● **Work required**: What you return should be the entries, unchanged, without their pictures.

Image-backed grounding data

+++++

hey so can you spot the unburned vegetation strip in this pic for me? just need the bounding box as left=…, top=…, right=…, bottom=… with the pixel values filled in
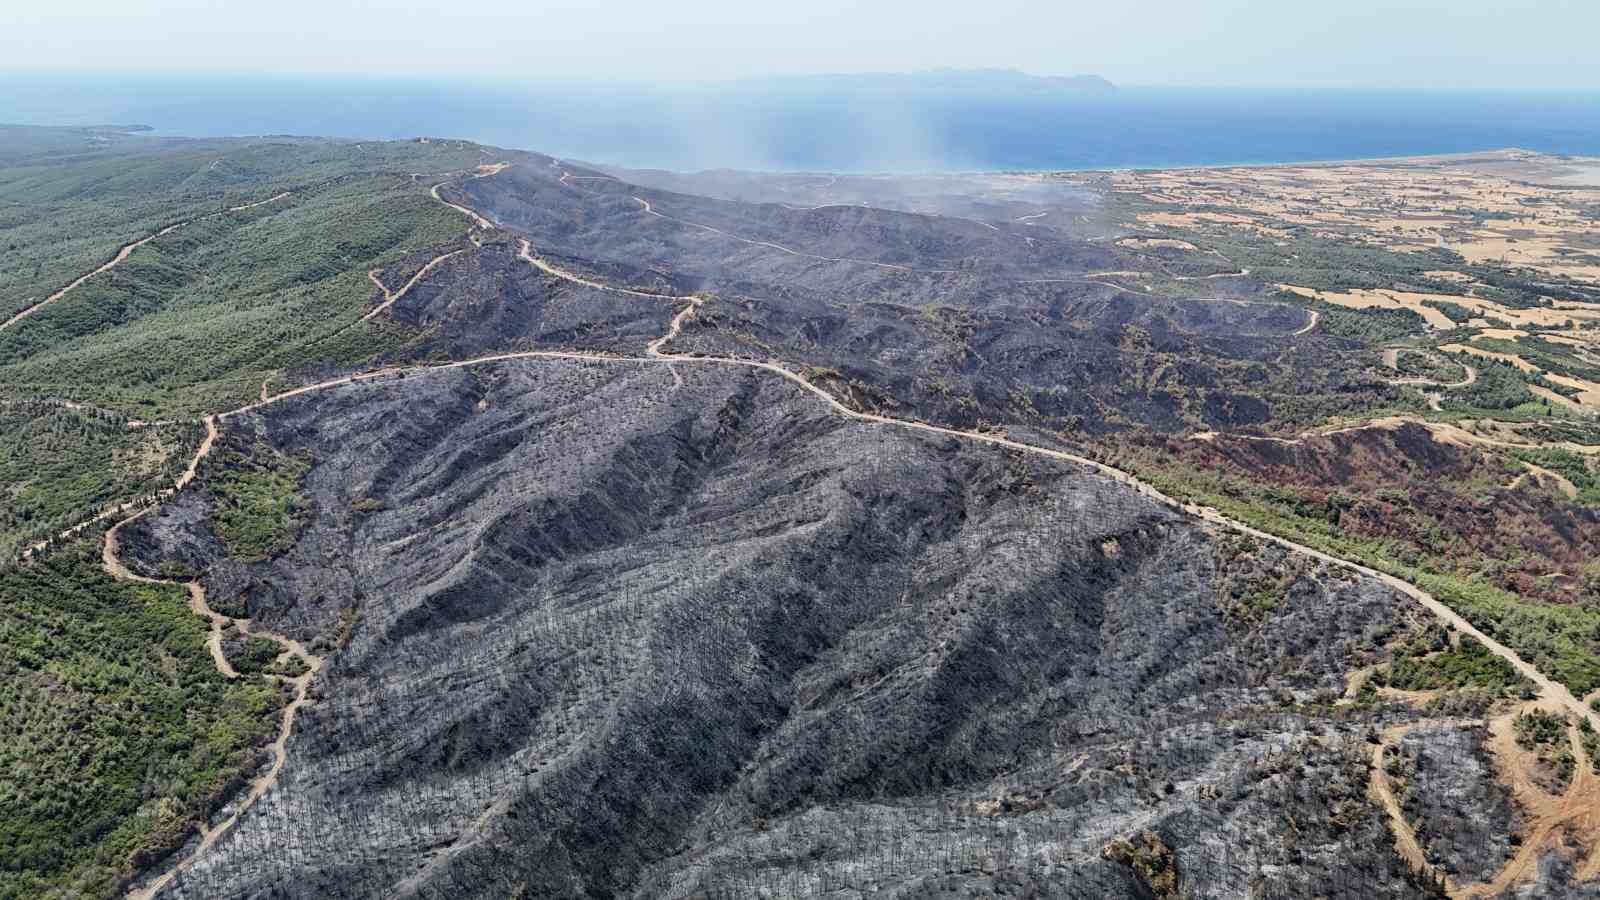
left=1115, top=454, right=1600, bottom=697
left=0, top=404, right=201, bottom=560
left=0, top=151, right=483, bottom=420
left=205, top=439, right=312, bottom=563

+++++

● **Exercise output**:
hey so can you spot the unburned vegetation strip in this pic for me? just need the bounding box as left=…, top=…, right=…, bottom=… with the pixel values filled in
left=1115, top=454, right=1600, bottom=697
left=0, top=404, right=201, bottom=560
left=0, top=151, right=483, bottom=420
left=205, top=439, right=312, bottom=563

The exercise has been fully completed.